**SELECTED TEXT:**
Why is it so hard? A couple of reasons. I’m sure there are lots of possible reasons. I’m going to offer at least one, right? You go back to the late 1960s, right? And there’s this guy Edward Codd who’s sitting around thinking about formalism for consistency models, right? And thinking about a programming model for data. So he comes up with a set of rules that is really pretty cool, really foundational and fundamental, right? And it’s this kind of abstract calculus for how to reason about correctness of data. And then a bunch of people at IBM sit down and try to build something inspired by this. And depending on, you know, who they talk to either they kind of got it right or they were like wildly off base and like Ted Codd was angry and never wanted to talk to the guys at IBM again. But basically they went off and they designed this thing called System R, right? And System R was kind of this very early first take at building a database based on SQL, right? And for those of you who are SQL people, you know, you may love it, you may hate it. For those of you who are not SQL people my personal feeling is that SQL has at least one true brilliant component to it which is that it’s declarative, right? You don’t tell a SQL database how to go solve a problem, right? When you’re doing map reduce you’re kind of saying like brute force, here’s how to go do it. When you form a SQL query you’re saying this is the problem I want solved. You, SQL database, you go optimize it. You figure out how to rewrite it, how to do whatever with it, right? I mean this is what compilers do. This is like, you know, if Itanium had been successful, which it wasn’t because it was totally insane, but like had Itanium been successful like that was the value proposition, that like we’re going to do an even better job than that, right?

**Excerpts from a pointing dataset:**

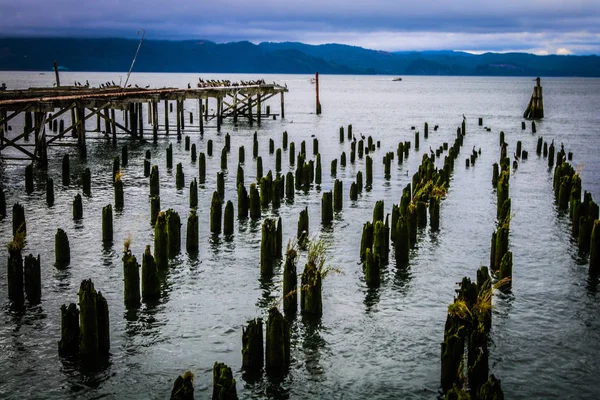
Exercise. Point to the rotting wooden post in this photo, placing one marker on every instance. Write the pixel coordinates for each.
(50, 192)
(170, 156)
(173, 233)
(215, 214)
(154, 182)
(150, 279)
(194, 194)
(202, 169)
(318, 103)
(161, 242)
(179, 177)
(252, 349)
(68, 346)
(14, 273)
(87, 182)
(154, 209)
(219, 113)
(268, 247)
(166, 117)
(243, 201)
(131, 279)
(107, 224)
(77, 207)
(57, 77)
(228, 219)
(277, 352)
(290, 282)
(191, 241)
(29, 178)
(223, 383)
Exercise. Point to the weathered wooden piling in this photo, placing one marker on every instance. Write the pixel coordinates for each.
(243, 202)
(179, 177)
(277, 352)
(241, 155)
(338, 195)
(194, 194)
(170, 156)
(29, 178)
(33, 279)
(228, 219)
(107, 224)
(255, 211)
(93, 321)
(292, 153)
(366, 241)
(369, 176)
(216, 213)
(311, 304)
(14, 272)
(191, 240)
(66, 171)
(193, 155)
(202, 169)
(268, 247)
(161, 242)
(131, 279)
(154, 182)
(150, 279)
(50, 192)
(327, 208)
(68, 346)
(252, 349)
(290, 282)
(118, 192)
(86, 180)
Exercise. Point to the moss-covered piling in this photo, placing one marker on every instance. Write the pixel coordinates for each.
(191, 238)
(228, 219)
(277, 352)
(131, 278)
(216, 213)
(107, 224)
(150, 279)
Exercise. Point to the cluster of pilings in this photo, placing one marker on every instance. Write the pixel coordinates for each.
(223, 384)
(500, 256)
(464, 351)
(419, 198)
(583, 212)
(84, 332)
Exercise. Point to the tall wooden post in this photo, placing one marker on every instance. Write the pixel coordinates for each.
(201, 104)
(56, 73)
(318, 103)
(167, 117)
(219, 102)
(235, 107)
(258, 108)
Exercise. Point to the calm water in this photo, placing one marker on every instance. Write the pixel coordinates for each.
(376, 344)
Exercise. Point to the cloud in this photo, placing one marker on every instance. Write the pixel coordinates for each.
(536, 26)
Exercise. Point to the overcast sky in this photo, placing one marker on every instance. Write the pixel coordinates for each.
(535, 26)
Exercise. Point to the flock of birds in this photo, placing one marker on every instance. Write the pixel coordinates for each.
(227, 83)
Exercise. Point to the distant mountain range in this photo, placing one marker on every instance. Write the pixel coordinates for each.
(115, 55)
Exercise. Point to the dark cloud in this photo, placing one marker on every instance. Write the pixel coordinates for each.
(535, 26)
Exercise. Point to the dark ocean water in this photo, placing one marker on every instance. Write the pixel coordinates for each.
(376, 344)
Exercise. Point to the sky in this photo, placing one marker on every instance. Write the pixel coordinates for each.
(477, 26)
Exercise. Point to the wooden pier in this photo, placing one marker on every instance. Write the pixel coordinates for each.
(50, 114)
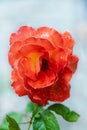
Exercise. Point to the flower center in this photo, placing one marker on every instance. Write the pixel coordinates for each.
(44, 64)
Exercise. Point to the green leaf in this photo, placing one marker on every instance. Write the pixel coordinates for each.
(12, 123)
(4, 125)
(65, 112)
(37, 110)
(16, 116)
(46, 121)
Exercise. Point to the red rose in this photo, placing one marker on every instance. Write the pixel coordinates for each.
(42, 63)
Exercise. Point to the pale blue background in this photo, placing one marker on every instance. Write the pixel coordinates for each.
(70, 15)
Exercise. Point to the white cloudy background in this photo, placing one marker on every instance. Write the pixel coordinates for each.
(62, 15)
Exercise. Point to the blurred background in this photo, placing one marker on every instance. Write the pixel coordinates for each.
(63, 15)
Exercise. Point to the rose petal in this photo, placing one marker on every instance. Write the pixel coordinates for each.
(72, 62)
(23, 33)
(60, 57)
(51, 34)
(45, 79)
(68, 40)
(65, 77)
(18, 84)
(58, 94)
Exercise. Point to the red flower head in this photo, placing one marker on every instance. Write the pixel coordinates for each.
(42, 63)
==
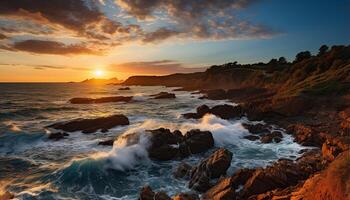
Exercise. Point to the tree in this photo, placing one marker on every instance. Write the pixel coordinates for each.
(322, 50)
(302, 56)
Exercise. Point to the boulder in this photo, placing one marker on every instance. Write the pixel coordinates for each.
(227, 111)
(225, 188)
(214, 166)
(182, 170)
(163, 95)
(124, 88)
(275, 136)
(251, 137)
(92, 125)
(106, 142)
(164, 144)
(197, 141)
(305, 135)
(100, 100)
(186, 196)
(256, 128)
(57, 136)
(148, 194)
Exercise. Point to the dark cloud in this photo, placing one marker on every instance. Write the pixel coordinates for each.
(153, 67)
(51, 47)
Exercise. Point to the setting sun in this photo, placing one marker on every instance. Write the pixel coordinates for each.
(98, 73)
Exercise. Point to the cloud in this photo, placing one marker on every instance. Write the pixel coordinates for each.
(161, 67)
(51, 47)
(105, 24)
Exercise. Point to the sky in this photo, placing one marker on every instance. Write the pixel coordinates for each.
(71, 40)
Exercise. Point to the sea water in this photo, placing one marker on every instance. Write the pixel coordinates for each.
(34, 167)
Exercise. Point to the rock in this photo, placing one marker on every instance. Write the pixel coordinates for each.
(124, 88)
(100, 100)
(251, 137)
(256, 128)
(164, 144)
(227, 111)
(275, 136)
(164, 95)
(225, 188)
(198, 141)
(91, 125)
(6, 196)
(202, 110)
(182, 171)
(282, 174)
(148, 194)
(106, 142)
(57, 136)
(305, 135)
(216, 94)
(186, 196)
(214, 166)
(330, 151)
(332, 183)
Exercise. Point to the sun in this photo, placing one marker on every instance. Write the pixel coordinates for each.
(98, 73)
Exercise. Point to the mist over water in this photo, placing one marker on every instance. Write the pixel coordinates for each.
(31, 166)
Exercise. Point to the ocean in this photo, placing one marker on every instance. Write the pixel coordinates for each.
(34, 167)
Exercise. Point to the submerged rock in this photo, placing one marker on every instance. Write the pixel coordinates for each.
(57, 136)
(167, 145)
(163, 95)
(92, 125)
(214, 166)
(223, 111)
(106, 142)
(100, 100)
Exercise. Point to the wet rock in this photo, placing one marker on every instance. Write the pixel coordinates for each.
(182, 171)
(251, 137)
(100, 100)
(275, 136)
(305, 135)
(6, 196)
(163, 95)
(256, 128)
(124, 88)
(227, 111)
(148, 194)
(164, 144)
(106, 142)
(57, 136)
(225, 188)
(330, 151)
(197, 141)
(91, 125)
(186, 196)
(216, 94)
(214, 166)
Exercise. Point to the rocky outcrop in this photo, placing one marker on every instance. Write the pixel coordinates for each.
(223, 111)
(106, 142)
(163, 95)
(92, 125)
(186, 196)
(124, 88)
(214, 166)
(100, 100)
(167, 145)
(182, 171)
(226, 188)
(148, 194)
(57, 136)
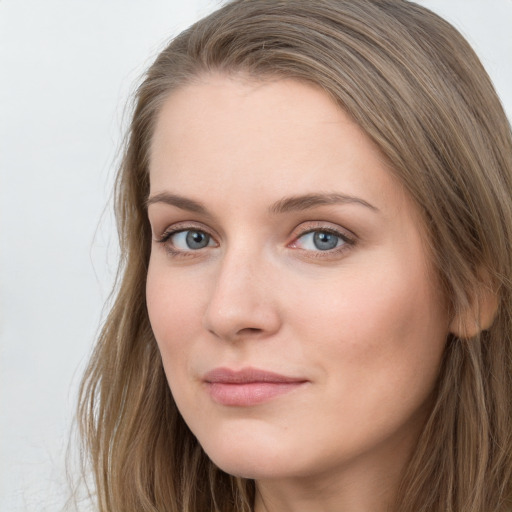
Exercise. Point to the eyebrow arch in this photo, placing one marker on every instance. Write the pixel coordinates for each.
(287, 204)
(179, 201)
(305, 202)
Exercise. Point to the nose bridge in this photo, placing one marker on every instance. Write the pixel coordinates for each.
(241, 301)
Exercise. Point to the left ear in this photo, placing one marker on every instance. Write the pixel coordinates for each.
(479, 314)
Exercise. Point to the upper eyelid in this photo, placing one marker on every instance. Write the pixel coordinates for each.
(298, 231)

**WHAT TO WORK ON:**
A. For each statement, say whether it agrees with the SQL talk, answering yes or no and quoting the deciding words of the talk: (i) System R was an early attempt at building a database based on SQL. (ii) Itanium was successful. (iii) With SQL, you tell the database how to solve a problem.
B. Count the lines of the records that contain the string "ocean", matching case exactly, and give only that number.
The SQL talk has no connection to the records.

**ANSWERS BY TASK:**
A.
(i) Yes: "System R was kind of this very early first take at building a database based on SQL"
(ii) No: "if Itanium had been successful, which it wasn’t because it was totally insane"
(iii) No: "You don’t tell a SQL database how to go solve a problem"

B. 2